— Selected passage —
Never would I have predicted all of the ways you were going to deepen my faith in just three short years. We have been through a lot together, you and me.
Before I became your mom, so many people prepared me for the resilience you would have, the strength you would teach me, and the patience I would grow to understand.
But really, no one truly prepared me for the journey of being a parent. Sure, there are books. Yes, there are podcasts. Of course, I endured the unsolicited advice from a relative that I filed away in my mind as “never in a thousand years will I do that.” Still, nothing prepared me for the day that you entered the world.
I remember June 10, 2017 so well. It was a Sunday morning in Traverse City, a smooth delivery, and we welcomed you, Jaxon Joseph, into the world. In that moment, our world was forever changed. We were on the parenting path. New, but full of energy.
Jax, you have been through a lot in three years. When you were three months old, we learned that you had a hemangioma on your lip. The doctors sent us to the oncology and hematology floor at children’s hospital, and I’ve never prayed so much in my life. I’ve walked with Jesus years before I met you, but what the three of us were going through together created an intimacy with Jesus. I have you to thank for that.
Challenging and growing my faith didn’t stop there. From the minute you were born, there were markers to hit. We knew not to bank on what everyone says that you should be doing, but it was hard not to compare you to others.
At 18 months, with lots of wisdom and prayers, we met with specialists to understand if there were concerns with your development. Very early on we learned that you had a Global Developmental Delay and were slow to hit milestones. Slow to roll over, slow to crawl, slow to walk, and not talking.
For months I blamed myself. What did I eat while being pregnant? Did I not do tummy time enough? Do they have 1-year old preschool that I didn’t know about? Fish oil? Why didn’t anyone tell me about those vitamins?

— Task to complete —
Pick up the letter to Jax after its last sentence and write the next part.

Saved entries:
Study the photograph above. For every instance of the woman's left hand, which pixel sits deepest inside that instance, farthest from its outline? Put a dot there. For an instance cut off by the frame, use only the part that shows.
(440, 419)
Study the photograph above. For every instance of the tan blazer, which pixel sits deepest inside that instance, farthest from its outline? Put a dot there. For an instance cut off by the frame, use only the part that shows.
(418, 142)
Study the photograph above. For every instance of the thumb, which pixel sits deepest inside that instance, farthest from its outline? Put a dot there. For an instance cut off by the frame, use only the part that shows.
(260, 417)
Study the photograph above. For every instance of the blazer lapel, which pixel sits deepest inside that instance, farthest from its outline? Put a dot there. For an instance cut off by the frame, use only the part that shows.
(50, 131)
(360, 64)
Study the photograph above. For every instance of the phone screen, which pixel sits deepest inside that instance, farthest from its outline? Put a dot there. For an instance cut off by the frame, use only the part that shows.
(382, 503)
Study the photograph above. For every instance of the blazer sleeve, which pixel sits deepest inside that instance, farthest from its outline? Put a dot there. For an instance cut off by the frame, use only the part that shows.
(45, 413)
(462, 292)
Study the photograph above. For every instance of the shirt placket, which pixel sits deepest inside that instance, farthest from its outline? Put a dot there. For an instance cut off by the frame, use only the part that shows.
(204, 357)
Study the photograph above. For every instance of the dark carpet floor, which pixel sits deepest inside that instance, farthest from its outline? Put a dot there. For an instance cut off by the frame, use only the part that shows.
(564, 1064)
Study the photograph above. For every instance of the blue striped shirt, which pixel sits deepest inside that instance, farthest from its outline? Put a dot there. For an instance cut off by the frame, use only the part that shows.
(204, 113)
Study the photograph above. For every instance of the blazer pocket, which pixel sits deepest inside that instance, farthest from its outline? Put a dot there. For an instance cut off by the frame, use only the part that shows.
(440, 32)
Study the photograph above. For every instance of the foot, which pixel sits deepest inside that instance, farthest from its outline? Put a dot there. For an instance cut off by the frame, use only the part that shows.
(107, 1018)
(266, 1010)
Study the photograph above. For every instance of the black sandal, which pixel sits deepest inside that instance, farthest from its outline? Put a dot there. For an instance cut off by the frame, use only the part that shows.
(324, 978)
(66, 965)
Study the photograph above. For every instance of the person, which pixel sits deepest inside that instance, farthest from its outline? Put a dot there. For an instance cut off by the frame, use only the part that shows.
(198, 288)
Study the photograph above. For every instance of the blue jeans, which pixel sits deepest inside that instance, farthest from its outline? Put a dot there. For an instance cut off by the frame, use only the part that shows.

— Task output —
Jaxon, you are 3 years old now. You are a big brother who is still learning the fine line of a hug and crushing your sister. You are full of energy. You have a BIG personality. You are full of love and passion. Your smile and laugh are contagious. You are a trickster. Your character is developing more and more every day. You comprehend so, so much. But even though you are growing and changing every day, I still find myself comparing and wondering why you aren’t hitting your appropriate milestones. Why can’t you talk?
We have seen many doctors, had genetic testing done, an MRI completed, we work weekly with therapists both in the office and in our home. We have taken every meeting with any doctor that could maybe shed some light on what is happening. And every twist and turn has brought us the very real fear that you, buddy, may never speak words. We know that is a real possibility.
I long for the day to hear you say, “I love you.” But I also know there is a chance I may never hear it. I hold onto hope that Jesus is still writing your story and this chapter we are in isn’t over just yet.
The writer Jeremiah pens the words in Jeremiah 1:5, “Before I formed you in the womb I knew you, before you were born I set you apart.”
I read that and I am reminded, God, the creator of the world, knew this path before I even took a step on it. He formed you, Jaxon. He knows you. He knows your thoughts, He sees your smile…He made those things. He is proud of who you are. And even on the hard days….the days of comparison. The days of jealousy. The days I am just too exhausted to teach and help you, I hold tightly the words of Jeremiah. That you were set apart to do something great. On the days where this path we are walking in seems winding and scary, I have to believe that the One who created the path is walking with our family.